• Exercise description
The listing beneath should be written out in full, exactly as shown.

• Data provided
__________________________________________________
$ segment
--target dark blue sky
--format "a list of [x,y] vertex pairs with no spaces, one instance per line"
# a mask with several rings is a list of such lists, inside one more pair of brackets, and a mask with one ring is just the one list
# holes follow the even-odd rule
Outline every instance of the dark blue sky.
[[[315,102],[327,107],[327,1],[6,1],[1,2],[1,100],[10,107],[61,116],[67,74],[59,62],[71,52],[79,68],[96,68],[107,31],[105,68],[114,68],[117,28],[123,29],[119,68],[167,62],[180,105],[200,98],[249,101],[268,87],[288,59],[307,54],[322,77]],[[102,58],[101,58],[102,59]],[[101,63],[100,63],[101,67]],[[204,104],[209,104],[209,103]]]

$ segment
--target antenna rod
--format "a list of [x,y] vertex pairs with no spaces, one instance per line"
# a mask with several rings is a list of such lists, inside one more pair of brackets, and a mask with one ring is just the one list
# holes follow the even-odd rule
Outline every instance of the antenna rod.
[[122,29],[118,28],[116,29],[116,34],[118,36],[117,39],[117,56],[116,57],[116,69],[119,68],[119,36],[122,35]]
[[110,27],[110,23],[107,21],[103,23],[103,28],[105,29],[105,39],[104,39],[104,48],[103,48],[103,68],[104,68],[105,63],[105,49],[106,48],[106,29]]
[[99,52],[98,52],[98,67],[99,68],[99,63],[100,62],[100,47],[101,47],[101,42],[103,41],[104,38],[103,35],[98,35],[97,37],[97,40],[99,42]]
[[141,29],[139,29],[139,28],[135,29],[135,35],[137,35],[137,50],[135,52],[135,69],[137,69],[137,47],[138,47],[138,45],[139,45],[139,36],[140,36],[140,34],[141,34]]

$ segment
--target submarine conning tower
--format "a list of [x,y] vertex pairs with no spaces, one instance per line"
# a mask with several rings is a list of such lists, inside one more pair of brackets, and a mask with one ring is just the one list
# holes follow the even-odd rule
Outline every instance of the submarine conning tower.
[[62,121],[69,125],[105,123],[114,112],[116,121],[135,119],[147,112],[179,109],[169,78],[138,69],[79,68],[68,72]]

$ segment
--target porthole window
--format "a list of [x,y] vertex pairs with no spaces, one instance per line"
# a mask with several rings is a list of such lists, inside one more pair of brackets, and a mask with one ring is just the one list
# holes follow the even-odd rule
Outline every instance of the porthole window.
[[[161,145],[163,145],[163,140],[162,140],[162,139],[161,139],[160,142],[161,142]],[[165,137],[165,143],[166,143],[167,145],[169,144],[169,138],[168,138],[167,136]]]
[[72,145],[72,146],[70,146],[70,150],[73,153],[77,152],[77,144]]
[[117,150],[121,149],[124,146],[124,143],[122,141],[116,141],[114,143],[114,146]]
__________________________________________________
• Output below
$ segment
--target dark blue sky
--format "a list of [x,y] vertex pairs with no spaces, one instance per line"
# a mask with several rings is a list of such lists, inside one more pair of brackets, and a mask with one ring is just the one list
# holes follow the even-odd rule
Outline every instance of the dark blue sky.
[[[315,102],[327,107],[327,1],[6,1],[1,2],[1,100],[10,107],[61,116],[67,74],[59,62],[71,52],[79,68],[96,68],[107,31],[105,68],[114,68],[117,28],[123,29],[119,68],[167,62],[180,105],[200,98],[249,101],[268,87],[288,59],[307,54],[322,77]],[[102,58],[101,58],[102,59]],[[101,63],[100,63],[101,67]],[[204,104],[209,104],[209,103]]]

$ segment
--target antenna rod
--format "a list of [x,y] vertex pairs with no spaces, one instance per line"
# a mask with several rings is a list of such lists, inside one more pair of brackets, and a mask with one ring is just the one list
# holes follow the even-odd rule
Outline every instance of the antenna rod.
[[122,29],[118,28],[116,29],[116,34],[118,36],[117,39],[117,56],[116,57],[116,69],[119,68],[119,36],[122,35]]
[[110,27],[110,23],[107,21],[103,23],[103,28],[105,29],[105,39],[104,39],[104,48],[103,48],[103,68],[104,68],[105,63],[105,49],[106,48],[106,29]]
[[99,52],[98,52],[98,67],[99,68],[99,63],[100,62],[100,47],[101,47],[101,42],[103,41],[104,38],[103,35],[98,35],[97,37],[97,40],[99,42]]
[[141,29],[139,29],[139,28],[135,29],[135,35],[137,35],[137,50],[135,52],[135,69],[137,69],[137,47],[138,47],[138,45],[139,45],[139,36],[140,36],[140,34],[141,34]]

$ segment
--target submarine conning tower
--format "a list of [x,y] vertex pairs with no spaces, one instance per line"
# a mask with several rings is a list of such lists, inside one more pair of brackets, and a mask with one ring is just the one list
# holes follow the even-odd rule
Outline every instance of the submarine conning tower.
[[62,121],[69,125],[105,123],[114,112],[116,121],[135,119],[147,112],[179,109],[169,78],[138,69],[79,68],[68,72]]

$ segment
--target porthole window
--format "a list of [x,y] vertex pairs with no spaces, one instance per line"
# a mask with several rings is a list of such lists, inside one more pair of brackets, and a mask with one ring is just the one list
# holes follow the even-odd rule
Outline every instance of the porthole window.
[[[161,145],[163,145],[163,140],[162,140],[162,139],[161,139],[160,142],[161,142]],[[165,137],[165,143],[166,143],[167,145],[169,144],[169,138],[168,138],[167,136]]]
[[72,145],[72,146],[70,146],[70,150],[73,153],[77,152],[77,144]]
[[117,150],[121,149],[124,146],[124,143],[122,141],[116,141],[114,143],[114,146]]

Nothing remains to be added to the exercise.